■ **EXTRACT**
════
Black Knight says that, amid all of the aid and stimulus provided to keep the economy rolling along during the pandemic, one aspect that doesn't get a lot of attention is refinancing. Black Knight points out in its current Mortgage Monitor that 14.3 million homeowners have refinanced since the beginning of the pandemic, 600,000 of them in each of the past four months. This puts the country on track for as many as 8.9 million refis this year, on top of the record 9 million in 2020.
Due to record low interest rates, nine million of those refinances were of the rate/term variety, and homeowners who completed them saved an aggregate of $1.3 billion a month on their mortgage payments. Assuming these homeowners stay in their homes through the end of next year, the aggregate savings will rise to nearly $35 billion with the potential of saving nearly $16 billion per year thereafter. Those savings go back into the economy, permitting homeowners to buy cars, take vacations, or save for retirement.
And, as Ben Graboske, Black Knight's president of Data & Analytics says, "Keep in mind, that's on top of the $322 billion in equity that homeowners tapped via 5.5 million cash-out refinances during the same period.
Historically, rate/term refinances have higher unpaid principal balances (UPBs) than cash-out refis, and typically have higher credit scores as well. Black Knight says it is common for credit scores to dip as rates rise because borrowers with high scores and high UPBs tend to act quickly when rates begin to fall, driving score up as they lock in low rates early in the cycle. Then both loan balances and scores drift lower as refi markets cool. The average score for rate/term refis has declined 6 points from its recent peak but is down 15 points for cash-out loans. Black Knight also notes that the average UPB of cash-out refinancers is $215,000, more than $100,000 lower than balances for rate/term refinances.
Rising interest rates in recent weeks have eliminated the refinance incentive for 3.4 million homeowners, but the company estimates there are still 11.5 million who could save .75 percent by refinancing. Still, the company expects the refinancing profile to change, shifting to a larger share of cash out transactions.
The company puts the tappable equity nationwide at an all-time high of $9.1 trillion. This is the amount of cash homeowners could extract from their homes without exceeding a loan-to-value ratio of 80 percent. Seventy percent of that equity is held by homeowners with credit scores of at least 760.
Also, a quarter of this equity belongs to borrowers who have interest rates below 3.0 percent, while more than half belongs to homeowners with rates above 3.5 percent. This means there is still plenty of cash-out lending opportunity. Further, in late 2018, when rates were near 5.0 percent, 70 percent of those completing cash-out refis accepted rate increases to do so, indicating some of the 11 million homeowners with sub-3 percent rates might still be refinance candidates.
════
■ **PROVIDED RECORDS**
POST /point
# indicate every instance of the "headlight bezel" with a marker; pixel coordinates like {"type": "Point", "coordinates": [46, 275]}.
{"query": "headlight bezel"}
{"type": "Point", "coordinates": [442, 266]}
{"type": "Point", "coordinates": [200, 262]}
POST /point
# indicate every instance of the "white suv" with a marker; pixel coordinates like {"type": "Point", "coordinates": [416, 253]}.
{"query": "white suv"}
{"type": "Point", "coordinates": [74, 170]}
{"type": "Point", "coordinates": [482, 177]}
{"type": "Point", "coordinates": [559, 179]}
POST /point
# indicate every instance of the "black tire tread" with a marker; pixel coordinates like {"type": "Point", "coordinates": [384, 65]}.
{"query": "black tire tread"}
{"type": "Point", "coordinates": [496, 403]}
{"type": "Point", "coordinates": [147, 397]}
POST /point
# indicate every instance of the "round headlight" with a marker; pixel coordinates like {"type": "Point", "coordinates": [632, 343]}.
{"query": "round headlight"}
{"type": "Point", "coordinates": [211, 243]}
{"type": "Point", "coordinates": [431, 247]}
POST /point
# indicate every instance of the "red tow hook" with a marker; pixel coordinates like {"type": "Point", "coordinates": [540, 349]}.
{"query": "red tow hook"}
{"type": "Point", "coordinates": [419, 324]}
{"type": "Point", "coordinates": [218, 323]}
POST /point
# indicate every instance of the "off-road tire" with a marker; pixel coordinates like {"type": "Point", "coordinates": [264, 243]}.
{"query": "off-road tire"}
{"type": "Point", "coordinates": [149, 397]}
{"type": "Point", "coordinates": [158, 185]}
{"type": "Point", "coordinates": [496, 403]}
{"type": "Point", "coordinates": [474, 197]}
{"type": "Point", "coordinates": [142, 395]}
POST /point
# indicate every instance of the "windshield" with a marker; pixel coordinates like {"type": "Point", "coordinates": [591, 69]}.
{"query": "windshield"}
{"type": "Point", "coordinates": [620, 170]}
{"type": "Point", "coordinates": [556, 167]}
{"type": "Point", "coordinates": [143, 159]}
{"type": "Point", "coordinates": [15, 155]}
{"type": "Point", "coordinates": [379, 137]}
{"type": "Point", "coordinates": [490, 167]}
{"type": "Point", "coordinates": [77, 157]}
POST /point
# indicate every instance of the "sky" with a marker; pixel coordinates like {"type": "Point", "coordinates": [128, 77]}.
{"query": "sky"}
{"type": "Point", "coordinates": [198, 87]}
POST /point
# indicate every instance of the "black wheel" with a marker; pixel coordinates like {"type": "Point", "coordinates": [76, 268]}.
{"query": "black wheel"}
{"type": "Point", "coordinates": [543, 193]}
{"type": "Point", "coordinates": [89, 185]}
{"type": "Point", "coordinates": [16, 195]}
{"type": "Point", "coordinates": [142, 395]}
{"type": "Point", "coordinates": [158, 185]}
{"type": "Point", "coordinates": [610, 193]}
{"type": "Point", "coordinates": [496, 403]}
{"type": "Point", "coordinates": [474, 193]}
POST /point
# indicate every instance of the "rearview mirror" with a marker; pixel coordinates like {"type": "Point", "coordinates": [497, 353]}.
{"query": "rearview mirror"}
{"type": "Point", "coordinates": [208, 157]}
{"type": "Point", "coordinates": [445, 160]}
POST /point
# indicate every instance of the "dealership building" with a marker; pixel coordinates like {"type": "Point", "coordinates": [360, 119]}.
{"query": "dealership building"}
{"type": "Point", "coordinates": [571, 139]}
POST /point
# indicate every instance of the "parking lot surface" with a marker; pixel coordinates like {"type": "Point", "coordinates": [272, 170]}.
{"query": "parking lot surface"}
════
■ **REQUIRED ACTIONS**
- A) In the refinancing text, how much tappable equity does Black Knight estimate homeowners hold nationwide?
- B) Carry on the text about mortgage refinancing during the pandemic, starting after its final sentence.

■ **ANSWER LIST**
- A) An all-time high of $9.1 trillion.

- B)
With more and more forborne homeowners nearing the end of their maximum permitted term, the Monitor also looked at the performance of those loans that have already left the program. Over the course of the pandemic, approximately 15 percent of all mortgage holders, 7.7 million, have participated in forbearance at some point and 1.3 million remain in active plans.
Eighty-four percent of all participants have exited their plans with 3.9 million borrowers or 51 percent of them reperforming on their loans. Another 23 percent have paid their loans off either through refinancing or selling their homes. Just over a half million of those formerly forborne borrowers remain in post-program loss mitigation although that number has jumped from 368,000 the prior month due to the large number of recent plan exits.
Of those 505,000 loans that remain in mitigation, 46 percent are FHA loans. This includes about three-quarters of the 165,000 FHA/VA loans that exited in early October. In contrast, only half of GSE (Fannie Mae and Freddie Mac) and one-third of Portfolio/PLS mortgages that left in October remain in loss mitigation. The distinction is due to both the large volume of recent FHA expirations and the elongated timeline for FHA workouts.
About 433,000 borrowers left forbearance during the first 19 days of October, the largest reduction since October 2020 when the first participants reached the 12 month point on their plans. Many of the October terminations were of borrowers who had reached the end of the 18 months of forbearance permitted. Black Knight says it will take time to fully assess how well those loans will perform but so far 40 percent are performing, and another 3 percent have been paid off.
As to the universe of post-forbearance loans, only 3 percent of those who exited in 2020 are currently past due and, when all who have exited the program over its lifetime are included, that share is 12 percent. However, two-thirds of those delinquent homeowners are currently in loss mitigation.
There are, however, some disturbing signals. About half of those loans in active loss mitigation are those that have exited in the last 30 days and more that 100,000 mortgages that left the program more than 90 days ago remain delinquent and in mitigation. The company says this trend bears close attention given this lack of early success in returning to full performance.